§ What this task involves
Please copy every one of the following lines word for word.

§ Material shown
▬▬▬▬▬▬▬▬▬▬

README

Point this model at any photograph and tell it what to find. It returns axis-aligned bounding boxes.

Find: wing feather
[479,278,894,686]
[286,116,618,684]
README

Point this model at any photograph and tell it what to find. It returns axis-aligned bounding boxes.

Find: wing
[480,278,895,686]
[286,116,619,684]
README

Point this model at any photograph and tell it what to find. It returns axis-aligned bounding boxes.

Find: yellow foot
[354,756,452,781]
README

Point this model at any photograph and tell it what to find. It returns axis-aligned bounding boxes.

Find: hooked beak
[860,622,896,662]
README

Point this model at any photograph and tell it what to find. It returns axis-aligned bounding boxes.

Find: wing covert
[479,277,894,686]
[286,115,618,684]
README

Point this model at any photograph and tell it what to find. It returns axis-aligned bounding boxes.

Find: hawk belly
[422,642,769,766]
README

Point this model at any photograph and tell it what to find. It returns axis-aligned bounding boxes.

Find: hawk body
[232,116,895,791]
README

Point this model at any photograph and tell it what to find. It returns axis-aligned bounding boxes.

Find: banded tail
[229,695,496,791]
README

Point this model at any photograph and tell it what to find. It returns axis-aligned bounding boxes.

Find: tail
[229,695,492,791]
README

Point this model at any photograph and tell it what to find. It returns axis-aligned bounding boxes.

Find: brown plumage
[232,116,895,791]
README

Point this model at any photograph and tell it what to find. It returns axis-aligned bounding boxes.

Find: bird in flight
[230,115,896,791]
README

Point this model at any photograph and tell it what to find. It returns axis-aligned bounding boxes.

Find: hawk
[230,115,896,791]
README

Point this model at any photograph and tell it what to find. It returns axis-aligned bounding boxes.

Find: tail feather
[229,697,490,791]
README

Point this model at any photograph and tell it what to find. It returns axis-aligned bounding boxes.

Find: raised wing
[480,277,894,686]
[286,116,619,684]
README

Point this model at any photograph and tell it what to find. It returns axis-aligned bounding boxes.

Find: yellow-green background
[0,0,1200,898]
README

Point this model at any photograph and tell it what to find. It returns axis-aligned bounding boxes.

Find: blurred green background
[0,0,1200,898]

▬▬▬▬▬▬▬▬▬▬

§ Result below
README

Point this model at any photograph and tell it what to find. It returns axis-aligned bounding boxes.

Find: wing feather
[479,278,894,686]
[286,116,618,684]
README

Point this model at any photograph and tell it what to find. It returns axis-aligned bounding boxes.

Find: wing
[480,278,895,686]
[286,116,619,684]
README

Point this model at any photograph and tell it what to find. It returns axis-aligned bounding boxes.

Find: yellow foot
[354,756,452,781]
README

Point this model at any photograph and tell it what to find. It returns axis-aligned bounding boxes.

Find: hooked beak
[860,622,896,662]
README

Point this model at any photograph and tell it what to find. It returns axis-aligned bounding boxes.

Find: wing covert
[479,277,894,686]
[286,115,618,684]
README

Point this model at any photograph and tell it what to find. It returns axis-aligned bounding boxes.

Find: hawk belly
[422,642,769,766]
README

Point this model at any photograph and tell it what to find. It returns axis-aligned bounding boxes.

Find: hawk body
[232,116,895,791]
README

Point this model at any photograph and tell it what to find. It returns axis-aligned bounding boxes.

Find: banded tail
[229,695,496,791]
README

Point this model at any photograph and tell it what to find. It returns axis-aligned bounding boxes.

Find: tail
[229,695,492,791]
README

Point this model at any photograph and tell it what to find. It returns axis-aligned bounding boxes.

Find: brown plumage
[232,116,895,791]
README

Point this model at any photograph and tell it what to find. It returns axis-aligned bounding boxes.

Find: bird in flight
[230,115,896,791]
README

Point this model at any photograph and tell it what to find. It returns axis-aligned bounding boxes.

Find: hawk
[230,115,896,791]
README

Point this model at any photograph and tell it what to find. It returns axis-aligned bounding boxes.

Find: tail feather
[229,697,490,791]
README

Point this model at any photograph and tell it what to find. It returns axis-aligned bounding boxes.

Find: raised wing
[480,277,894,686]
[286,116,619,684]
README

Point this model at any photograph and tell it what to find. It returns axis-aligned bounding boxes.

Find: yellow-green background
[0,0,1200,898]
README

Point this model at any photograph and tell it what to find. It returns axis-aligned bounding boxes.

Find: blurred green background
[0,0,1200,898]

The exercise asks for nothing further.